- **Page extract**
——————————

One point about these data from Investors Intelligence is that they seem to track with prices more precisely than other sentiment survey data that I have researched. I noticed this point years ago, and sought a way to track that even better. What I came up with was using a detrended plot of the SP500 instead of the raw price data. To do that, I calculated how far the SP500 was away from its 200-day simple moving average. This chart shows that comparison:

This chart uses a shorter lookback period, and compares that same bull-bear spread to that detrended plot of the SP500. With a little bit of scaling adjustment, we see that the two plots are almost identical most of the time. In other words, sentiment responds to whatever prices are doing. A rising market gets people more bullish, and vice versa. Occasionally, though, we see a big disagreement when the bull-bear spread seems to overshoot what prices have been doing. In other words, survey respondents are getting more fearful or more confident than prices say that they should have done. That usually marks a turning point for prices.

——————————

- **Actions to take**
A – Update the sentiment commentary, replacing "lookback period" with "time window". Begin at the words "This chart uses" and stop after "point for prices.".
B – List every sentence in the sentiment commentary in which the writer uses the word "I".

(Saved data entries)
——————————

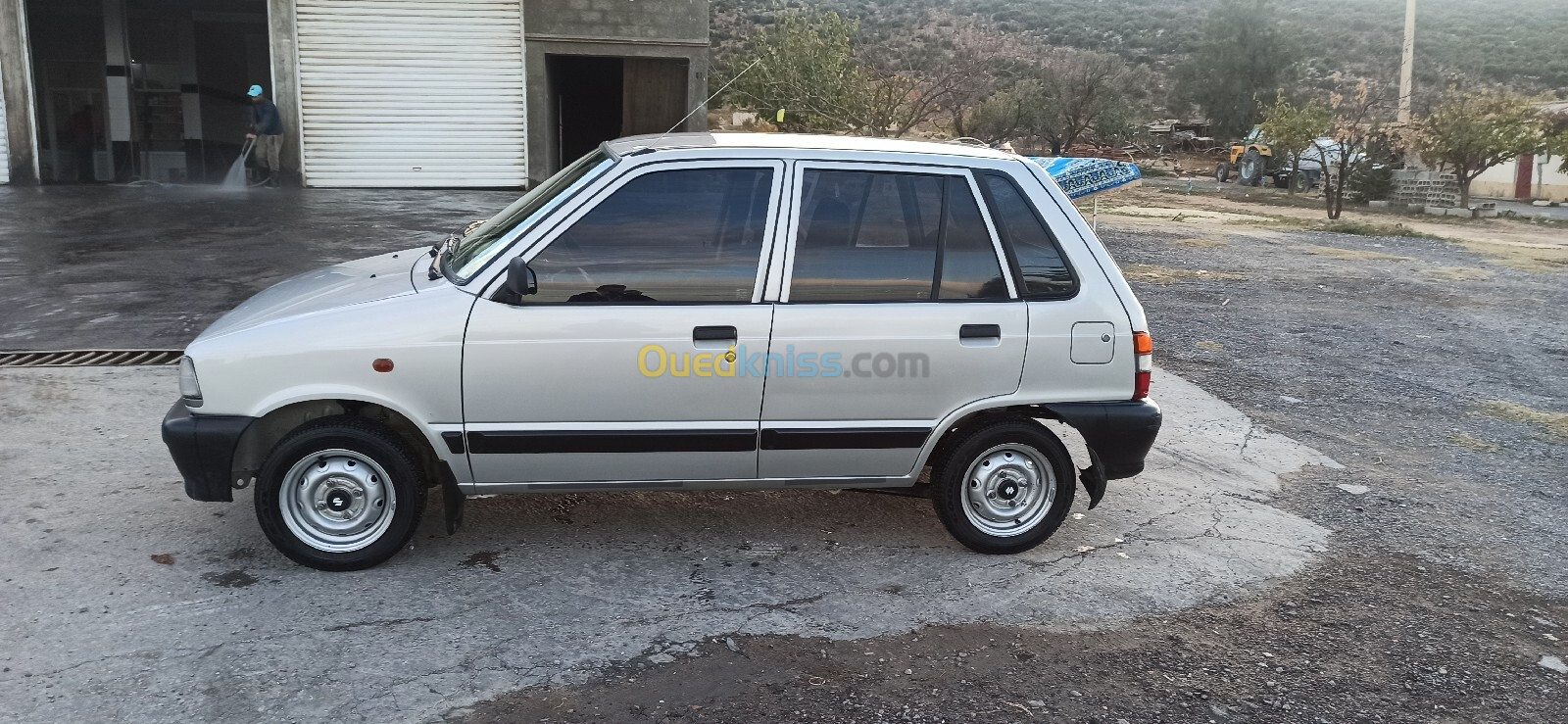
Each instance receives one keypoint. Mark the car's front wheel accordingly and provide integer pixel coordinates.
(1004, 488)
(339, 494)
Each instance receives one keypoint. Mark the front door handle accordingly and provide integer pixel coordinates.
(713, 334)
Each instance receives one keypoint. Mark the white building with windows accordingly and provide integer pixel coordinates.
(384, 93)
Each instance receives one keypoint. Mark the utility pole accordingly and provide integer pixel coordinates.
(1407, 72)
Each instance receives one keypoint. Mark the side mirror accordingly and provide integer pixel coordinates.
(519, 277)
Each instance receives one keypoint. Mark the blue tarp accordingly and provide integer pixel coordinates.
(1082, 177)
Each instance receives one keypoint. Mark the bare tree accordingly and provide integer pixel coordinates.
(1355, 125)
(1065, 96)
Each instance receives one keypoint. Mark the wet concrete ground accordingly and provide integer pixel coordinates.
(151, 266)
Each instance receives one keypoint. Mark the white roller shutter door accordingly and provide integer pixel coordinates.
(5, 148)
(413, 93)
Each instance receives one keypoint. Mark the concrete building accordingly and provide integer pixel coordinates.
(1528, 177)
(373, 93)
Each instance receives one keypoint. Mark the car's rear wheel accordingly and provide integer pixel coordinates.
(1004, 488)
(339, 494)
(1250, 168)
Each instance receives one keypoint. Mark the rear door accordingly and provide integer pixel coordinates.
(615, 370)
(893, 313)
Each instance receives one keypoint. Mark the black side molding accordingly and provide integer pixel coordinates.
(612, 441)
(203, 450)
(844, 438)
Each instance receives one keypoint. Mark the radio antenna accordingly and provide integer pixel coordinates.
(710, 97)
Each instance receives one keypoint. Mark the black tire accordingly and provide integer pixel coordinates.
(1251, 168)
(988, 441)
(357, 486)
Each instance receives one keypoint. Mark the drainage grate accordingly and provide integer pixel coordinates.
(91, 358)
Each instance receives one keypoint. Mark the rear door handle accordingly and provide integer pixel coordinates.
(713, 334)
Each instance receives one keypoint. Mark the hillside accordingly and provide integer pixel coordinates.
(1518, 42)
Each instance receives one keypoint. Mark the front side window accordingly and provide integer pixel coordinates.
(1043, 271)
(684, 235)
(891, 237)
(482, 245)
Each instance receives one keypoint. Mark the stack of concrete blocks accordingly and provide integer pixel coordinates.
(1434, 190)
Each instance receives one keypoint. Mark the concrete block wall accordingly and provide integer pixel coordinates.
(1429, 188)
(663, 21)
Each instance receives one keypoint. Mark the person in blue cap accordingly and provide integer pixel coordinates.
(267, 128)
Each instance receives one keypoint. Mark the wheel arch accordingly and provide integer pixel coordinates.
(1094, 477)
(261, 436)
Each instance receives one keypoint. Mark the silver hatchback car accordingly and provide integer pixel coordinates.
(679, 314)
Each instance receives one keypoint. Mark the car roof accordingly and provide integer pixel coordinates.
(799, 141)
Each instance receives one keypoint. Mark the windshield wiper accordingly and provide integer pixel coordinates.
(435, 254)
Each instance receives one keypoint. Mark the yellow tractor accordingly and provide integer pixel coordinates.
(1250, 162)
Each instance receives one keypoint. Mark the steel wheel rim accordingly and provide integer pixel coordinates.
(1008, 489)
(337, 501)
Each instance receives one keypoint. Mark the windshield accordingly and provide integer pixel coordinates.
(474, 251)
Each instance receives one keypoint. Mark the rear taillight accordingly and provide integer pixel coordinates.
(1144, 350)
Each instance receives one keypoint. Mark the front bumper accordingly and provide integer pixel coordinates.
(1118, 434)
(203, 449)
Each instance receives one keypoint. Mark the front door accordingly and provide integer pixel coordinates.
(894, 313)
(616, 368)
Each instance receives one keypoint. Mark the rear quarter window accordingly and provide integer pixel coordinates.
(1042, 269)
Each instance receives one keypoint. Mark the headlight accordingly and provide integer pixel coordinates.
(190, 389)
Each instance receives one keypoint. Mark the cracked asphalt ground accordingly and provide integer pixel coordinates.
(1355, 514)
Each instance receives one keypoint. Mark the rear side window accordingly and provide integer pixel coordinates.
(891, 237)
(969, 266)
(1043, 269)
(690, 235)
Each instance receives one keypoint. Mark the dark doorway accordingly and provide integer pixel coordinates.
(588, 102)
(600, 99)
(153, 89)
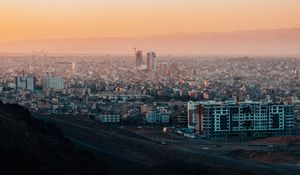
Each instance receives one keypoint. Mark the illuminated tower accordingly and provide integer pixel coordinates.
(139, 58)
(151, 61)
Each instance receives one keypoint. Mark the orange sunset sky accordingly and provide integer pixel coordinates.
(37, 19)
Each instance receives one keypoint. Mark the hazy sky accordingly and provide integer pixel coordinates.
(34, 19)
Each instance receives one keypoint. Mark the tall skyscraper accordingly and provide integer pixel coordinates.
(25, 83)
(139, 58)
(151, 61)
(56, 83)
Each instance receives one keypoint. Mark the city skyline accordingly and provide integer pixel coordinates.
(31, 19)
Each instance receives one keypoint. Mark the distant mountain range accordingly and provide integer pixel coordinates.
(255, 42)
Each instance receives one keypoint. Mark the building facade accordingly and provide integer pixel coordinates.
(55, 83)
(254, 119)
(25, 83)
(151, 61)
(108, 118)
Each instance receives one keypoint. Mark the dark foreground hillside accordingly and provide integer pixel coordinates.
(33, 146)
(30, 146)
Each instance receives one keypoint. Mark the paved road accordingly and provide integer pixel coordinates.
(204, 158)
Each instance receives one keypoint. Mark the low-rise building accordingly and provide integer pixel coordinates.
(108, 118)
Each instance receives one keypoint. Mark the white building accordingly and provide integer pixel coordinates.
(108, 118)
(218, 119)
(25, 83)
(156, 117)
(55, 83)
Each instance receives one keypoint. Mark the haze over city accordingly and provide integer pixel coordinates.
(160, 87)
(170, 26)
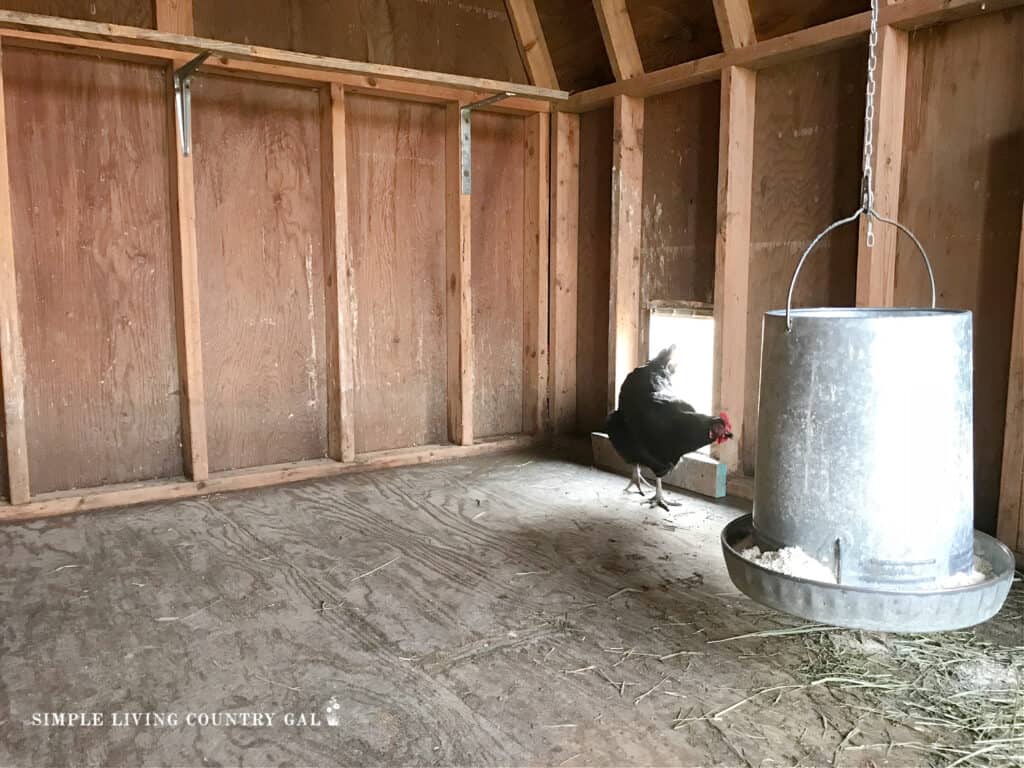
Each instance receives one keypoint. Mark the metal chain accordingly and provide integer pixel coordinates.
(867, 190)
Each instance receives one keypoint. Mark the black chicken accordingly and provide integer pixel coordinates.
(654, 429)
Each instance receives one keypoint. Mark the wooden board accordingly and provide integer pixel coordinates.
(694, 472)
(594, 269)
(130, 12)
(775, 17)
(461, 37)
(680, 193)
(498, 268)
(259, 227)
(964, 140)
(397, 236)
(670, 32)
(574, 43)
(808, 131)
(90, 181)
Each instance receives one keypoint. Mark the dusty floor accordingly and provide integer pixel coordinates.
(513, 610)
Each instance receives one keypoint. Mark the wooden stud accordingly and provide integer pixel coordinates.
(186, 303)
(62, 503)
(877, 266)
(460, 299)
(564, 252)
(620, 41)
(536, 239)
(732, 248)
(168, 45)
(337, 278)
(627, 179)
(735, 24)
(11, 351)
(1010, 523)
(175, 15)
(529, 35)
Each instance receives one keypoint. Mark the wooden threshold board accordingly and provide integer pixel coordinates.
(695, 472)
(68, 502)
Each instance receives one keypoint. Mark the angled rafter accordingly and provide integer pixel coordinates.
(735, 24)
(529, 35)
(620, 40)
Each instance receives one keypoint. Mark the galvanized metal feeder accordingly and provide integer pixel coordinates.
(865, 460)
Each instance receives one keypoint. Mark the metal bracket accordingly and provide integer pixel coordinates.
(182, 100)
(465, 138)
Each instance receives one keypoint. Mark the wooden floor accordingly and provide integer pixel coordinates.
(480, 612)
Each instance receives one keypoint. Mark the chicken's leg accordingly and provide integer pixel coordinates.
(658, 499)
(638, 480)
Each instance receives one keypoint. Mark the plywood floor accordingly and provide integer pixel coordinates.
(480, 612)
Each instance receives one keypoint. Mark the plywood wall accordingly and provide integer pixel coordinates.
(261, 261)
(498, 269)
(461, 37)
(594, 269)
(808, 131)
(963, 192)
(396, 219)
(89, 182)
(680, 198)
(131, 12)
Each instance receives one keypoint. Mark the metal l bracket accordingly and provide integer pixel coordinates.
(466, 136)
(182, 100)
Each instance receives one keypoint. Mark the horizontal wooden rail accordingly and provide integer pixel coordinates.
(906, 15)
(268, 61)
(51, 505)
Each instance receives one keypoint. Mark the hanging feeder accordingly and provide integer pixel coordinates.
(865, 460)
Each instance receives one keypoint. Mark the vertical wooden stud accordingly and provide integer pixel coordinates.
(460, 300)
(877, 266)
(536, 279)
(1010, 523)
(620, 41)
(627, 194)
(564, 253)
(175, 15)
(732, 247)
(337, 276)
(11, 351)
(186, 304)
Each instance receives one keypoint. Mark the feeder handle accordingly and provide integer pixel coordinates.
(869, 213)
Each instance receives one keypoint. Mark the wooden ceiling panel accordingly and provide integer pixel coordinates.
(670, 32)
(576, 44)
(774, 17)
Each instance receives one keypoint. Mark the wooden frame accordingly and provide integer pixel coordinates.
(627, 177)
(532, 44)
(564, 253)
(732, 247)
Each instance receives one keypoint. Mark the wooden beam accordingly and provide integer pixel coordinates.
(529, 35)
(64, 503)
(536, 278)
(11, 351)
(1010, 523)
(458, 226)
(735, 24)
(564, 253)
(732, 251)
(620, 41)
(152, 41)
(877, 266)
(338, 278)
(186, 303)
(627, 194)
(175, 15)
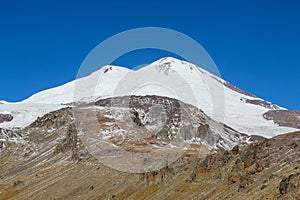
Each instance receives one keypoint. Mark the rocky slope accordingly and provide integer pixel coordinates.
(168, 77)
(53, 163)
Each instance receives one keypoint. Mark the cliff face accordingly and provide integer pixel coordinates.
(53, 163)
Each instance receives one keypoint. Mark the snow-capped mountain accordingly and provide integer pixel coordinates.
(167, 77)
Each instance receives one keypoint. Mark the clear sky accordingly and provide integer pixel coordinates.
(255, 44)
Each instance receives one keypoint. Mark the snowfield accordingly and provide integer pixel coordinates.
(168, 77)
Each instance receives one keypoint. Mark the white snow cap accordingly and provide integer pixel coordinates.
(177, 79)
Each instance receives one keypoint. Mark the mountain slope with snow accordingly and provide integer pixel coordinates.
(166, 77)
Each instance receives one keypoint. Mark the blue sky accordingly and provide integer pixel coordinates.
(255, 44)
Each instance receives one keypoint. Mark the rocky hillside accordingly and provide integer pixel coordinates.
(53, 163)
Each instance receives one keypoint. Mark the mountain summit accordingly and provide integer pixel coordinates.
(167, 77)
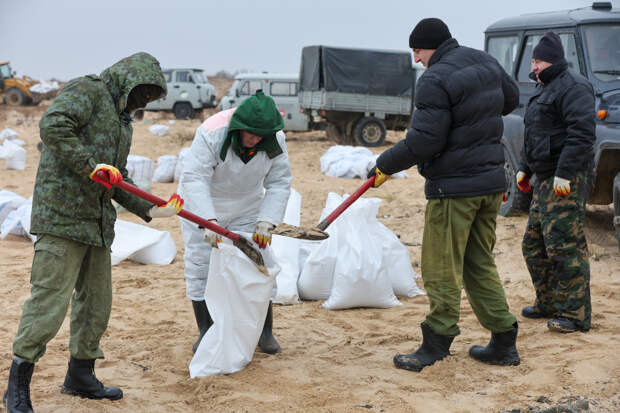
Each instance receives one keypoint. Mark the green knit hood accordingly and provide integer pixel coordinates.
(259, 115)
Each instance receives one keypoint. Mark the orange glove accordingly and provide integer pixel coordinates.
(114, 175)
(561, 186)
(523, 182)
(262, 234)
(170, 208)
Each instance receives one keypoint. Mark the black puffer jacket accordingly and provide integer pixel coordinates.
(457, 125)
(559, 125)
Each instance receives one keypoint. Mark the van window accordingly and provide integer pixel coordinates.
(283, 89)
(504, 49)
(570, 54)
(251, 86)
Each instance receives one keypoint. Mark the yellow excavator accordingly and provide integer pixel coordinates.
(16, 91)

——————————

- **Answers to the exercises**
A –
This chart uses a shorter time window, and compares that same bull-bear spread to that detrended plot of the SP500. With a little bit of scaling adjustment, we see that the two plots are almost identical most of the time. In other words, sentiment responds to whatever prices are doing. A rising market gets people more bullish, and vice versa. Occasionally, though, we see a big disagreement when the bull-bear spread seems to overshoot what prices have been doing. In other words, survey respondents are getting more fearful or more confident than prices say that they should have done. That usually marks a turning point for prices.

B –
- One point about these data from Investors Intelligence is that they seem to track with prices more precisely than other sentiment survey data that I have researched.
- I noticed this point years ago, and sought a way to track that even better.
- What I came up with was using a detrended plot of the SP500 instead of the raw price data.
- To do that, I calculated how far the SP500 was away from its 200-day simple moving average.